Excerpt to read below:

Appendicitis - Diagnosis

Many abdominal problems have symptoms like those of appendicitis. The task of the doctor is to rule out other problems before diagnosing appendicitis. The first step in diagnosis usually involves a series of questions about the patient's pain: where did the pain begin; has it moved, and where is the pain now? The doctor also presses on the abdomen to find out where the soreness is and how rigid the abdomen has become.

The sequence of symptoms described occurs in about half of all patients with appendicitis. In certain cases those symptoms may be harder to detect. For example, abdominal pain is common in pregnant women and can be the result of any number of factors relating to a pregnancy. Elderly people are likely to have less pain and tenderness than younger patients. The absence of these symptoms can make diagnosis more difficult. In about 30 percent of cases involving the elderly, the appendix ruptures before a diagnosis has been made. Infants and young children often have diarrhea, vomiting, and fever in addition to pain.

End of Excerpt to read.

Questions on the material:
**1.** Using the appendicitis diagnosis passage, answer each question:
(a) What two things does the doctor learn by pressing on the abdomen?
(b) In about what share of patients with appendicitis does the described sequence of symptoms occur?
(c) In about what percent of cases involving the elderly does the appendix rupture before a diagnosis has been made?
**2.** According to the appendicitis diagnosis passage, why can appendicitis be harder to diagnose in elderly people?
The records have no connection to the appendicitis passage.

Records provided below:

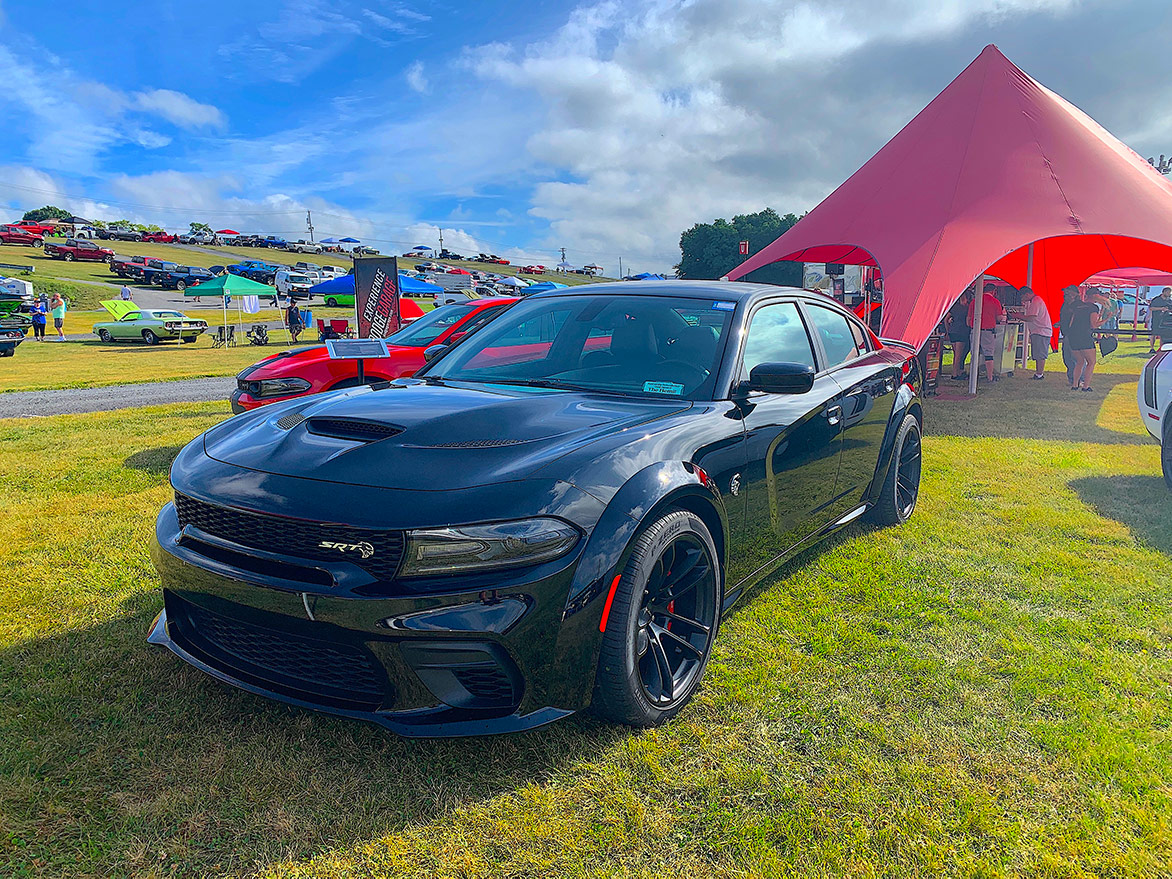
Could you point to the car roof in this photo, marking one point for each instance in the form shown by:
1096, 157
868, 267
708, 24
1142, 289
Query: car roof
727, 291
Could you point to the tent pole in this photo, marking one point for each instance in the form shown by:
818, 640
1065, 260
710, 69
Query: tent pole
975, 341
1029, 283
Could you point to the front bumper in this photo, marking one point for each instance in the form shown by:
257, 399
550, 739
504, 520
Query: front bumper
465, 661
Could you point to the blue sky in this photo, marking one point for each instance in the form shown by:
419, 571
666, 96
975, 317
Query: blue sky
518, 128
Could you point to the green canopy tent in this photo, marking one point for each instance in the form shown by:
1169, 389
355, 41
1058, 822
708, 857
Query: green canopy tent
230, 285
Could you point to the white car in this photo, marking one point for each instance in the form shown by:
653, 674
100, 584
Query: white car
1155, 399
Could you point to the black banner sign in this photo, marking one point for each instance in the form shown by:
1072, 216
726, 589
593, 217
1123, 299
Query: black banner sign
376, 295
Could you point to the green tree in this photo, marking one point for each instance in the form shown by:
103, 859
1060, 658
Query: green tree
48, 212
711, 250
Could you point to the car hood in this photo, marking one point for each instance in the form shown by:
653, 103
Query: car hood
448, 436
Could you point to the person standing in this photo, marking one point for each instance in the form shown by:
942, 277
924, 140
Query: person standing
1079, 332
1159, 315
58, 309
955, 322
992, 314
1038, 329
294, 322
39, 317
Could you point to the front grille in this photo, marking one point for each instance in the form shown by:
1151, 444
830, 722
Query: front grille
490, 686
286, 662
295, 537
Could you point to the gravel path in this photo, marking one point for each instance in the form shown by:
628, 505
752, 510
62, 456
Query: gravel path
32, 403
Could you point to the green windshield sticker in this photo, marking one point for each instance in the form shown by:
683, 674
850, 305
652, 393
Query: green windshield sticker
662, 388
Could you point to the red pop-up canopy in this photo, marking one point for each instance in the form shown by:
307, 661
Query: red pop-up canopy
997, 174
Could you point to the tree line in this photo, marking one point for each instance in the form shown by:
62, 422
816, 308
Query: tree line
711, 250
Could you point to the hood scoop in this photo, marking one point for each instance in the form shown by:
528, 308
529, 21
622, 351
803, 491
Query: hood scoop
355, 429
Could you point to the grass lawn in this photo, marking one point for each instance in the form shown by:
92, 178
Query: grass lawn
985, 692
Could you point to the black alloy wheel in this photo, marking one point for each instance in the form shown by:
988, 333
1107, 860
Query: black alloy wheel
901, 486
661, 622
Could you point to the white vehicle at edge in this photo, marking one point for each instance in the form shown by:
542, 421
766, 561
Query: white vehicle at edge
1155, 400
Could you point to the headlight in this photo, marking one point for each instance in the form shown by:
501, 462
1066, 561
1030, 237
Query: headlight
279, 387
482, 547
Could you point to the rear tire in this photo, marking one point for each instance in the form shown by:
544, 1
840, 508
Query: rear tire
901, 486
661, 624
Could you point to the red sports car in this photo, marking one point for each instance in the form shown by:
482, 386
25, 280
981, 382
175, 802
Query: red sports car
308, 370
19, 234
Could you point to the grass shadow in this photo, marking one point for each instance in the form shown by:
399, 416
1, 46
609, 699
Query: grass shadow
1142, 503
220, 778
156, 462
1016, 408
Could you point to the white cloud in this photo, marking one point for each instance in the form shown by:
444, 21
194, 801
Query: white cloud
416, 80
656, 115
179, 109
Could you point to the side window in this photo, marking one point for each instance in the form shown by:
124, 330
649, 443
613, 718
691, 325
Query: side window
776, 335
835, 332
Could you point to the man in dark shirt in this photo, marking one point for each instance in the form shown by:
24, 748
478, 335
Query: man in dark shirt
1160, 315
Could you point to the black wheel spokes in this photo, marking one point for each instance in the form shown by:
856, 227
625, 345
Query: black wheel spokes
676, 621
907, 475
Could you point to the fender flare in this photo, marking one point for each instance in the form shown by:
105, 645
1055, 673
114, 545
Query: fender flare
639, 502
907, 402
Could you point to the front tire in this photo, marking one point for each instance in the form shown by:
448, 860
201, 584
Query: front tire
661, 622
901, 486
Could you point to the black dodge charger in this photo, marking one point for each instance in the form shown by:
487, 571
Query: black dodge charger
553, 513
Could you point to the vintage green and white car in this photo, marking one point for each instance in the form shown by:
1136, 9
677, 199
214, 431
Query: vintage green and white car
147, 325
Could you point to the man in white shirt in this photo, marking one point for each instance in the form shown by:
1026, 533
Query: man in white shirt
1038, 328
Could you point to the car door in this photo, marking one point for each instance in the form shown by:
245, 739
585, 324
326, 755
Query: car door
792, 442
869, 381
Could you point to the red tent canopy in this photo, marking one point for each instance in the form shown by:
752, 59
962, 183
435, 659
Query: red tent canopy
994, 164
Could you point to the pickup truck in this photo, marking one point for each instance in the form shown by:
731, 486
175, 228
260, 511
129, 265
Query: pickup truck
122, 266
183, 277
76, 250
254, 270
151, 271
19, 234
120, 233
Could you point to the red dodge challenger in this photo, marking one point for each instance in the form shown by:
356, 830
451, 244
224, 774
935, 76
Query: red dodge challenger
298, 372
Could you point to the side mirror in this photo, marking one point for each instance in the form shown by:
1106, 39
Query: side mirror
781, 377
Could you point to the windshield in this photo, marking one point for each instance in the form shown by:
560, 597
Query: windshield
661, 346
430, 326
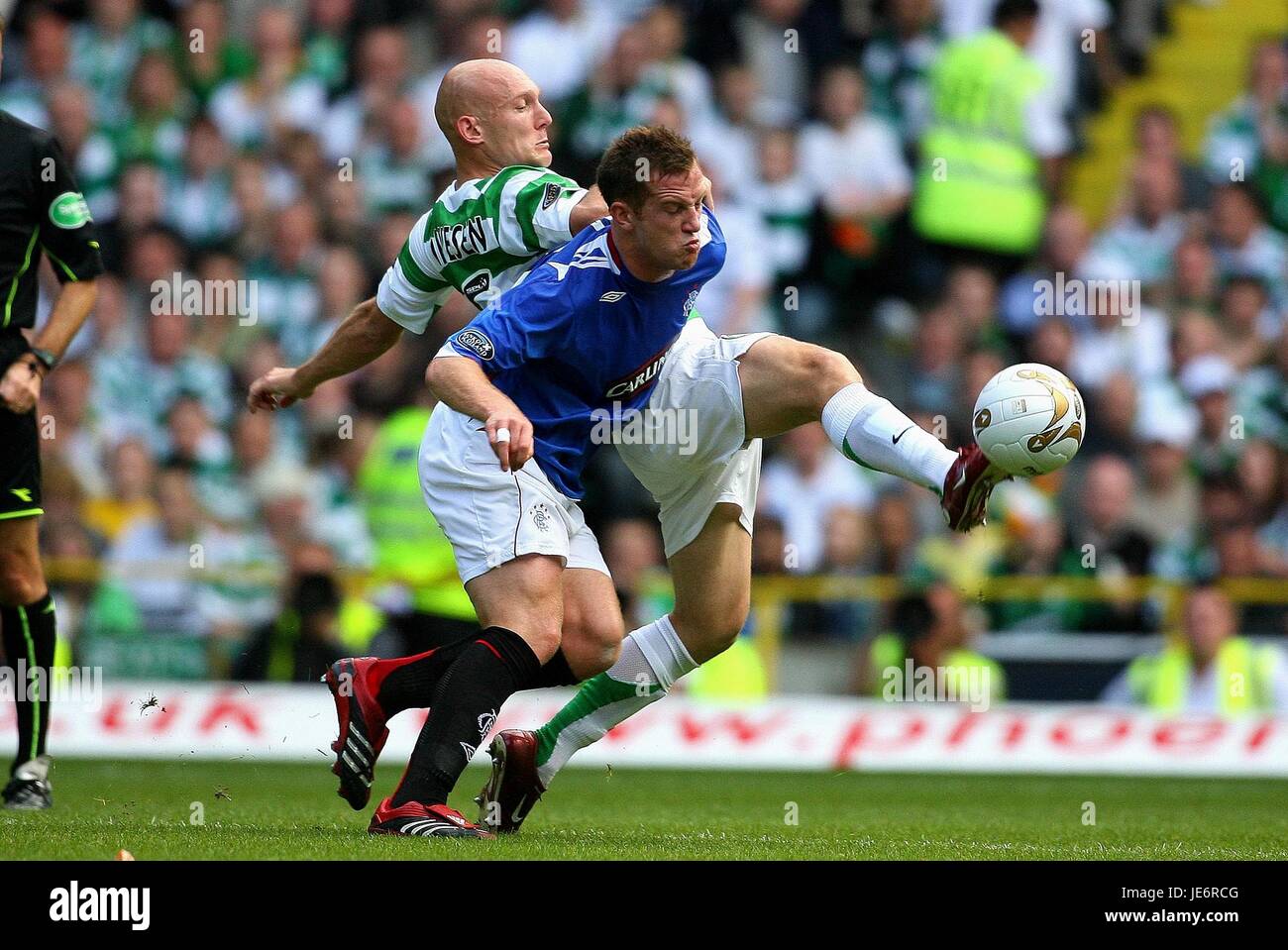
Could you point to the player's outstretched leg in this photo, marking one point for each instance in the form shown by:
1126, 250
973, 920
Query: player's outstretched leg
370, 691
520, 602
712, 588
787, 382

End of Records provided.
Records provided below:

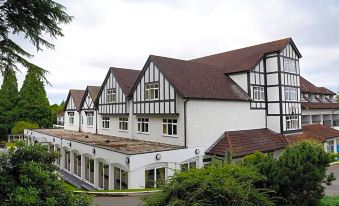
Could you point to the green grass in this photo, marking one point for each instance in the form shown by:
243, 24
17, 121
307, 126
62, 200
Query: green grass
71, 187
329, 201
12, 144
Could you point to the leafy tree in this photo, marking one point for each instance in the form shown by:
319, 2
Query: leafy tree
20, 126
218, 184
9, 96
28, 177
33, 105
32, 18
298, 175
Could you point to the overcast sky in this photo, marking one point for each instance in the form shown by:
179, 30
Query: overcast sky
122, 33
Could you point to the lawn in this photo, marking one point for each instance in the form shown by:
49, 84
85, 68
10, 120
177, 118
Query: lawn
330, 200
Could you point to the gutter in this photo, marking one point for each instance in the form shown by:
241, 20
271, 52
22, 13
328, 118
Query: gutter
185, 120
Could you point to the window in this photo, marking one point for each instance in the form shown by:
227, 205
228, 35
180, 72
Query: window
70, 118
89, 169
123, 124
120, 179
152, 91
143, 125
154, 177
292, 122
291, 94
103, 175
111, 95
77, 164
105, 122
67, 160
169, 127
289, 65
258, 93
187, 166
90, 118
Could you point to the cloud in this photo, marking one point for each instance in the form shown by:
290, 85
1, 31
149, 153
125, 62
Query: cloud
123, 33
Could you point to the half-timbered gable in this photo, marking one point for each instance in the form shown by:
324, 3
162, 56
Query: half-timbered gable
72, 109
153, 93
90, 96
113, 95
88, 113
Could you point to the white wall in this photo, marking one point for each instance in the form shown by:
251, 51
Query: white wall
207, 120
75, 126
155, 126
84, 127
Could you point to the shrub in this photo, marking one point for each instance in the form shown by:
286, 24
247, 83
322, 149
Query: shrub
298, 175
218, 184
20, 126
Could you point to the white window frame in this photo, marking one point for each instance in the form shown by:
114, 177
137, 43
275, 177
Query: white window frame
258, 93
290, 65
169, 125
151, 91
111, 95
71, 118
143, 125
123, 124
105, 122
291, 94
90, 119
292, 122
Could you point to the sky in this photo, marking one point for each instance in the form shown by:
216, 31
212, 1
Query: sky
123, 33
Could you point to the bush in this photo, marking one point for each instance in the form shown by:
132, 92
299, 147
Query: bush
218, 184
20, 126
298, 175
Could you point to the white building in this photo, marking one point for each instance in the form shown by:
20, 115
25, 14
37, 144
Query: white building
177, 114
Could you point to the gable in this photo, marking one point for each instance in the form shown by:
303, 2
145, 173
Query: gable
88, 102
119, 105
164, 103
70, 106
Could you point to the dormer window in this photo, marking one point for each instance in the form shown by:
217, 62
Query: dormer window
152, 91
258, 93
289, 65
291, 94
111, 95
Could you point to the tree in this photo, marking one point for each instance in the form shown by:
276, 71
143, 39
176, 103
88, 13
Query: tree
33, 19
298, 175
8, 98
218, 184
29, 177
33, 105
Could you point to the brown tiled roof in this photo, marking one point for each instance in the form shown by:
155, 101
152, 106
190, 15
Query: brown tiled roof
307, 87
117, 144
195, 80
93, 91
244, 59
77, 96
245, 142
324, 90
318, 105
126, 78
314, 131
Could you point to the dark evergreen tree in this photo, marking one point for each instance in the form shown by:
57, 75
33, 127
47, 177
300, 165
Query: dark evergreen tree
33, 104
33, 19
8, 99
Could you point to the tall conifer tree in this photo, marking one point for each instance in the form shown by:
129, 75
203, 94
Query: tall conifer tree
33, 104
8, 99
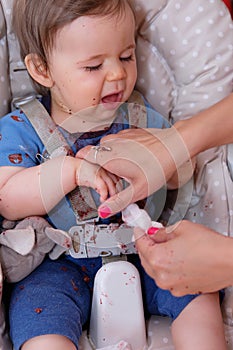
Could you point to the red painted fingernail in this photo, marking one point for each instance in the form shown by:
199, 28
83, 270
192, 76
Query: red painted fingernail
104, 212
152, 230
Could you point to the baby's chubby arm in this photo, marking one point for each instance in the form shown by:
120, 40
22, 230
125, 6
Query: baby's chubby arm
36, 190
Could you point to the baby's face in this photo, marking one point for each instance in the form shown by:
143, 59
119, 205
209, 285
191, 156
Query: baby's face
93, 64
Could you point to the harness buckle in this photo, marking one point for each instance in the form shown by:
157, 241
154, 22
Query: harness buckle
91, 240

End of Records provided.

Exercise results:
**1.**
(a) Where the soreness is and how rigid the abdomen has become.
(b) About half.
(c) About 30 percent.

**2.** Elderly people are likely to have less pain and tenderness than younger patients. The absence of these symptoms makes diagnosis more difficult.